> _Required work_: Without changing a word, copy every line of the listing below and leave out the images.

> _Raw data_:
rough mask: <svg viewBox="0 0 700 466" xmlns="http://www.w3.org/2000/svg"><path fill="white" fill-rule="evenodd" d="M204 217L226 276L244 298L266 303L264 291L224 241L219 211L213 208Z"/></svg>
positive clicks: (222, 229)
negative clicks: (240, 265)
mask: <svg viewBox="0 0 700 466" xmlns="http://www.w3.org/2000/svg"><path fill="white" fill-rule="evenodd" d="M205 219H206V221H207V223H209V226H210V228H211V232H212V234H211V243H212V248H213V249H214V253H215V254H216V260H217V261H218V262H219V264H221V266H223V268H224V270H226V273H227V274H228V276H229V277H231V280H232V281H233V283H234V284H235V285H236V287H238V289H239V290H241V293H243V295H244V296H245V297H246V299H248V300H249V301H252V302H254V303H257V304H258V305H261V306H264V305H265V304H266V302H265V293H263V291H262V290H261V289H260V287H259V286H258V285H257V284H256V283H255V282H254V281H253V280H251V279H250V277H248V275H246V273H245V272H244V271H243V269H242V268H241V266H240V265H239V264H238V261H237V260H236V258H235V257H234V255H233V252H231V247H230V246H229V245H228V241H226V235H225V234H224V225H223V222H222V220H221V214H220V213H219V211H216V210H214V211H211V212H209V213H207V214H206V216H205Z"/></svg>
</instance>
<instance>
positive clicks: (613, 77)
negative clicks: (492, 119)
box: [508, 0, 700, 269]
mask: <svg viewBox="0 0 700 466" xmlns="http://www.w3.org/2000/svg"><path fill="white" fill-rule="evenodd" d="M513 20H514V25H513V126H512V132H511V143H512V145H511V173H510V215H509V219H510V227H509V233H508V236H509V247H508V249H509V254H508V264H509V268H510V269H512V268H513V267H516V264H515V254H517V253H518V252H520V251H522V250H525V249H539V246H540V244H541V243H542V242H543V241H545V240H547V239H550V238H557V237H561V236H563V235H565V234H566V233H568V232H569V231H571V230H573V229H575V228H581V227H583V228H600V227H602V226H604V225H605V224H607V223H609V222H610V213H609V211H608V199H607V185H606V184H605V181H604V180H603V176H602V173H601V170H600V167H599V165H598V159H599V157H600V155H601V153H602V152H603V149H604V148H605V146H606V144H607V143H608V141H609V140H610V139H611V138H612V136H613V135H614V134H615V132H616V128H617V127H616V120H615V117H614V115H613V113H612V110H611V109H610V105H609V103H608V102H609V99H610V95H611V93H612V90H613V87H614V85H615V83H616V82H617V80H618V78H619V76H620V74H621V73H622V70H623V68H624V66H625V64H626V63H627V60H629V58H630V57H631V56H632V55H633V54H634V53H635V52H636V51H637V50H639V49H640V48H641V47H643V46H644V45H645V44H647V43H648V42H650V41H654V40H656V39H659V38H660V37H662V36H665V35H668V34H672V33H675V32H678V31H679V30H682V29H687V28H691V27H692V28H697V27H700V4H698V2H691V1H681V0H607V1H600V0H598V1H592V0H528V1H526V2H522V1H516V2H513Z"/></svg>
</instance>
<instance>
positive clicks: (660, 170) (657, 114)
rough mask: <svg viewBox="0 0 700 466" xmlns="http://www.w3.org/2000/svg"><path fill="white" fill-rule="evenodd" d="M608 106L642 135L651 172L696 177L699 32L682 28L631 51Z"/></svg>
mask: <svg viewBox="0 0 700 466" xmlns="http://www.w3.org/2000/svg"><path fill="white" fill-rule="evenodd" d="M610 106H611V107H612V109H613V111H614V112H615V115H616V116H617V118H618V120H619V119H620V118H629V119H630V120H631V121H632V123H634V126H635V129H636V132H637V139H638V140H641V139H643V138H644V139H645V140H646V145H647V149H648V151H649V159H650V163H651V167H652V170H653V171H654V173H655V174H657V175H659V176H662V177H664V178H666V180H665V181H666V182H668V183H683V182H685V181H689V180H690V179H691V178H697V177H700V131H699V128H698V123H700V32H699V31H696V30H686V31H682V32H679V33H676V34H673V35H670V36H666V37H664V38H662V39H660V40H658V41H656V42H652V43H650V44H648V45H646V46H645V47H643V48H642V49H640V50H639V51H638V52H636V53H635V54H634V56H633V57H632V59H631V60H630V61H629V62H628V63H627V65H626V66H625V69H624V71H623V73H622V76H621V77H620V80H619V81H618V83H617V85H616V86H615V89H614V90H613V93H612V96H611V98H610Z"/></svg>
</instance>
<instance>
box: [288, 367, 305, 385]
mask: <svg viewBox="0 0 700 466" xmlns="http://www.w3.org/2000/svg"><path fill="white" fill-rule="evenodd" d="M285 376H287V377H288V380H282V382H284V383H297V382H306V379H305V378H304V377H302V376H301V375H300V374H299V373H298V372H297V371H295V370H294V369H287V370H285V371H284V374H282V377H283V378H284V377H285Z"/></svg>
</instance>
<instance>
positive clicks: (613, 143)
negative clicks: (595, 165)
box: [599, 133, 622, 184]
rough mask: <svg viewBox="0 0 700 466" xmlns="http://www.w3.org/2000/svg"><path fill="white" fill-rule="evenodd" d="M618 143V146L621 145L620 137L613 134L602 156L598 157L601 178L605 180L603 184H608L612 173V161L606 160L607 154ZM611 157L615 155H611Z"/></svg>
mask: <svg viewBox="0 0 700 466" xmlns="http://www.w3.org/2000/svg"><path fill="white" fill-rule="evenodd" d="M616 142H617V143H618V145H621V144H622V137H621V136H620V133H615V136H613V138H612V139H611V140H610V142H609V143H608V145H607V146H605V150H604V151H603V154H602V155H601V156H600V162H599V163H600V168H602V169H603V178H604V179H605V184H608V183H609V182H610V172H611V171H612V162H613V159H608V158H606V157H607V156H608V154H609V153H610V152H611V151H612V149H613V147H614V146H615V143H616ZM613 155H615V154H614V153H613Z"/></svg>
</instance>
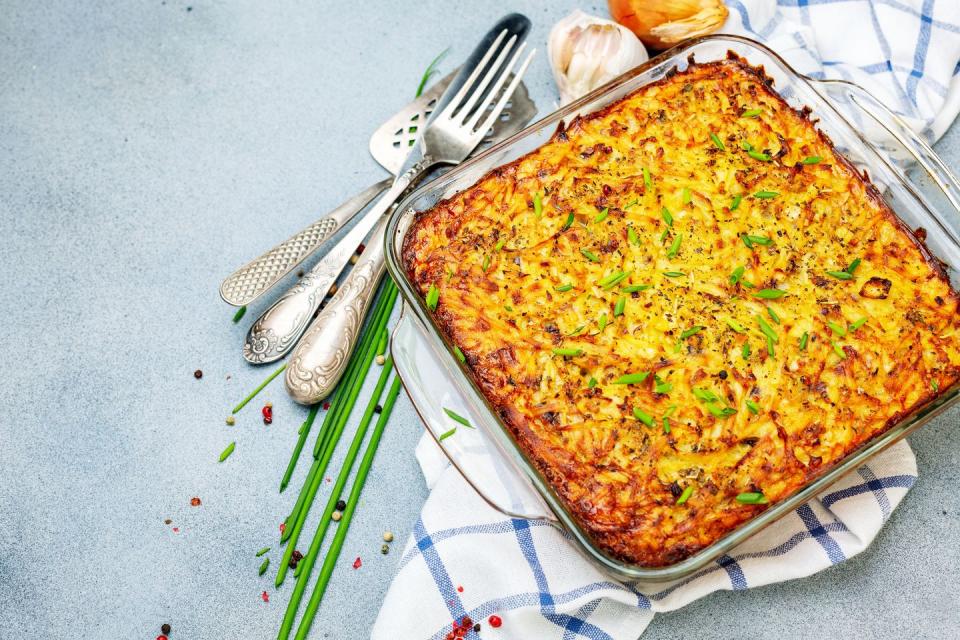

> _Response to this exercise_:
rough mask: <svg viewBox="0 0 700 466" xmlns="http://www.w3.org/2000/svg"><path fill="white" fill-rule="evenodd" d="M204 217L226 276L244 298L266 303L264 291L224 241L219 211L213 208Z"/></svg>
positive clicks: (222, 229)
negative clicks: (240, 265)
mask: <svg viewBox="0 0 700 466" xmlns="http://www.w3.org/2000/svg"><path fill="white" fill-rule="evenodd" d="M205 219H206V221H207V223H209V226H210V228H211V232H212V234H211V243H212V248H213V249H214V253H215V254H216V260H217V261H218V262H219V264H221V266H223V268H224V270H226V273H227V274H228V276H229V277H231V280H232V281H233V283H234V284H235V285H236V287H238V289H239V290H241V293H243V295H244V296H245V297H246V299H248V300H249V301H252V302H254V303H257V304H258V305H261V306H264V305H265V304H266V302H265V293H263V291H262V290H261V289H260V287H259V286H258V285H257V284H256V283H255V282H254V281H253V280H251V279H250V277H248V275H246V273H245V272H244V271H243V269H242V268H241V266H240V265H239V264H238V261H237V260H236V258H235V257H234V255H233V252H231V247H230V246H229V245H228V241H226V235H225V234H224V225H223V222H222V220H221V214H220V213H219V211H216V210H214V211H211V212H209V213H207V214H206V216H205Z"/></svg>
</instance>
<instance>
positive clicks: (613, 77)
negative clicks: (492, 119)
box: [508, 0, 700, 269]
mask: <svg viewBox="0 0 700 466" xmlns="http://www.w3.org/2000/svg"><path fill="white" fill-rule="evenodd" d="M513 20H514V25H513V126H512V132H511V143H512V145H511V173H510V215H509V219H510V227H509V233H508V236H509V247H508V249H509V254H508V264H509V268H510V269H512V268H513V267H516V264H515V254H517V253H518V252H520V251H522V250H525V249H539V246H540V244H541V243H542V242H543V241H545V240H547V239H550V238H557V237H561V236H563V235H565V234H566V233H568V232H569V231H571V230H573V229H575V228H581V227H583V228H600V227H602V226H604V225H605V224H607V223H609V222H610V213H609V211H608V199H607V185H606V184H605V181H604V180H603V176H602V173H601V170H600V167H599V165H598V159H599V157H600V155H601V153H602V152H603V149H604V148H605V146H606V144H607V143H608V141H609V140H610V139H611V138H612V136H613V135H614V134H615V132H616V128H617V127H616V120H615V117H614V115H613V113H612V110H611V109H610V105H609V103H608V102H609V99H610V95H611V93H612V90H613V87H614V85H615V83H616V82H617V80H618V78H619V76H620V74H621V73H622V70H623V68H624V66H625V64H626V63H627V60H629V58H630V57H631V56H632V55H633V54H634V53H635V52H636V51H637V50H639V49H640V48H641V47H643V46H644V45H645V44H647V43H648V42H650V41H654V40H656V39H659V38H660V37H662V36H665V35H668V34H672V33H675V32H678V31H679V30H682V29H687V28H691V27H692V28H697V27H700V4H698V2H691V1H681V0H607V1H600V0H598V1H592V0H528V1H526V2H522V1H516V2H513Z"/></svg>
</instance>
<instance>
positive clicks: (660, 170) (657, 114)
rough mask: <svg viewBox="0 0 700 466" xmlns="http://www.w3.org/2000/svg"><path fill="white" fill-rule="evenodd" d="M608 106L642 135L651 172L696 177L699 32L682 28L631 51Z"/></svg>
mask: <svg viewBox="0 0 700 466" xmlns="http://www.w3.org/2000/svg"><path fill="white" fill-rule="evenodd" d="M610 106H611V107H612V109H613V111H614V112H615V115H616V116H617V118H618V120H619V119H620V118H629V119H630V120H631V121H632V123H634V126H635V129H636V132H637V139H638V140H641V139H643V138H644V139H645V140H646V145H647V149H648V151H649V159H650V163H651V167H652V170H653V171H654V173H655V174H657V175H659V176H662V177H664V178H666V180H665V181H666V182H668V183H683V182H685V181H689V180H690V179H691V178H697V177H700V131H699V128H698V123H700V32H699V31H696V30H686V31H682V32H679V33H676V34H673V35H670V36H666V37H664V38H662V39H660V40H658V41H656V42H652V43H650V44H648V45H646V46H645V47H643V48H642V49H640V50H639V51H638V52H636V53H635V54H634V56H633V57H632V59H631V60H630V61H629V62H628V63H627V65H626V66H625V69H624V71H623V73H622V76H621V77H620V80H619V81H618V83H617V85H616V86H615V89H614V90H613V93H612V96H611V98H610Z"/></svg>
</instance>
<instance>
box: [288, 367, 305, 385]
mask: <svg viewBox="0 0 700 466" xmlns="http://www.w3.org/2000/svg"><path fill="white" fill-rule="evenodd" d="M285 376H287V377H288V380H282V382H284V383H297V382H306V379H305V378H304V377H302V376H301V375H300V374H299V373H298V372H297V371H295V370H294V369H287V370H285V371H284V374H282V377H283V378H284V377H285Z"/></svg>
</instance>
<instance>
positive clicks: (613, 143)
negative clicks: (595, 165)
box: [599, 133, 622, 184]
rough mask: <svg viewBox="0 0 700 466" xmlns="http://www.w3.org/2000/svg"><path fill="white" fill-rule="evenodd" d="M618 143V146L621 145L620 137L613 134L602 156L598 157L601 178L605 180L603 184H608L612 173V161L606 160L607 154ZM611 157L615 155H611Z"/></svg>
mask: <svg viewBox="0 0 700 466" xmlns="http://www.w3.org/2000/svg"><path fill="white" fill-rule="evenodd" d="M616 142H617V143H618V145H621V144H622V137H621V136H620V133H615V136H613V138H612V139H611V140H610V142H609V143H608V145H607V146H605V150H604V151H603V154H602V155H601V156H600V162H599V163H600V168H602V169H603V178H604V179H605V184H608V183H609V182H610V172H611V171H612V162H613V159H608V158H606V157H607V156H608V154H609V153H610V152H611V151H612V149H613V147H614V146H615V143H616ZM613 155H615V154H614V153H613Z"/></svg>
</instance>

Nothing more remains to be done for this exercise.